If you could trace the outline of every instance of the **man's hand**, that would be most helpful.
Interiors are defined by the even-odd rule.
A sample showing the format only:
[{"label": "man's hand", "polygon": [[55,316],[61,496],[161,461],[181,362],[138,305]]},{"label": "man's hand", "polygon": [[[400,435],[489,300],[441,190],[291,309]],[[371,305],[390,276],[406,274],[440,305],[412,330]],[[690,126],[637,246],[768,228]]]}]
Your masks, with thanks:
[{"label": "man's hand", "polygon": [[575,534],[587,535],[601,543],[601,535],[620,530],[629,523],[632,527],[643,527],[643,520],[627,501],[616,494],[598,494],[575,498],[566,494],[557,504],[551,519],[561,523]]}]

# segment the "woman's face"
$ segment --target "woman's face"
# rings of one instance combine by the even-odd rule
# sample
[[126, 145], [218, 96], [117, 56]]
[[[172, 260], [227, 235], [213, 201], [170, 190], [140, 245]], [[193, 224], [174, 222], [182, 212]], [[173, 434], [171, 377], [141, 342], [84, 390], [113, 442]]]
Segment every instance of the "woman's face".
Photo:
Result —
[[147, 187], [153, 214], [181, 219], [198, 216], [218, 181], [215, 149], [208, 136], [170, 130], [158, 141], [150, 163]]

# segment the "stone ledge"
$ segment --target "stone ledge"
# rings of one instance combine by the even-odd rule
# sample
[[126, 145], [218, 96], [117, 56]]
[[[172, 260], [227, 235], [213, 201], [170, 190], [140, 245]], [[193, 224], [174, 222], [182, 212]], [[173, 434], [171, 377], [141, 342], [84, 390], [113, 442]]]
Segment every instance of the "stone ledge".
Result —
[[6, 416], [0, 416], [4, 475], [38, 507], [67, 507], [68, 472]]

----------

DIRECTIVE – Recast these lines as a Markdown table with the columns Row and Line, numbering each line in order and leaving out any blank lines.

ANSWER FOR THE TASK –
| Row | Line |
|---|---|
| 1 | If you could trace the outline of every instance of the **man's hand**, that would be most helpful. |
| 2 | Interiors are defined by the even-odd rule. |
| 3 | A sample showing the format only: |
| 4 | [{"label": "man's hand", "polygon": [[55,316],[61,496],[161,461],[181,362],[138,305]]},{"label": "man's hand", "polygon": [[[400,435],[489,300],[441,190],[291,309]],[[371,305],[390,276],[406,274],[440,305],[412,330]],[[690,126],[637,246],[768,228]]]}] |
| 5 | Your masks, with thanks: |
| 6 | [{"label": "man's hand", "polygon": [[575,534],[587,535],[601,543],[601,535],[620,530],[629,523],[632,527],[643,527],[643,520],[627,501],[616,494],[598,494],[575,498],[566,494],[557,504],[551,519],[561,523]]}] |
| 7 | # segment the "woman's face" |
| 8 | $ segment --target "woman's face" |
| 9 | # rings of one instance combine by the even-odd rule |
| 10 | # sample |
| 11 | [[126, 145], [218, 96], [117, 56]] |
| 12 | [[[172, 260], [227, 235], [213, 201], [170, 190], [140, 245]], [[193, 224], [174, 222], [182, 212]], [[173, 434], [171, 377], [141, 342], [84, 390], [113, 442]]] |
| 13 | Segment every instance of the "woman's face". |
| 14 | Photo: |
| 15 | Result — |
| 16 | [[147, 187], [153, 214], [181, 219], [198, 216], [218, 181], [215, 149], [208, 136], [170, 130], [158, 141], [150, 163]] |
| 17 | # segment the "stone ledge" |
| 18 | $ segment --target "stone ledge" |
| 19 | # rings of one instance combine by the even-odd rule |
| 20 | # sample |
| 21 | [[126, 145], [218, 96], [117, 56]] |
| 22 | [[[172, 260], [227, 235], [213, 201], [170, 190], [140, 245]], [[193, 224], [174, 222], [182, 212]], [[173, 434], [171, 377], [141, 342], [84, 390], [113, 442]]] |
| 23 | Segment every instance of the "stone ledge". |
| 24 | Result — |
| 25 | [[6, 416], [0, 416], [4, 475], [38, 507], [67, 507], [68, 472]] |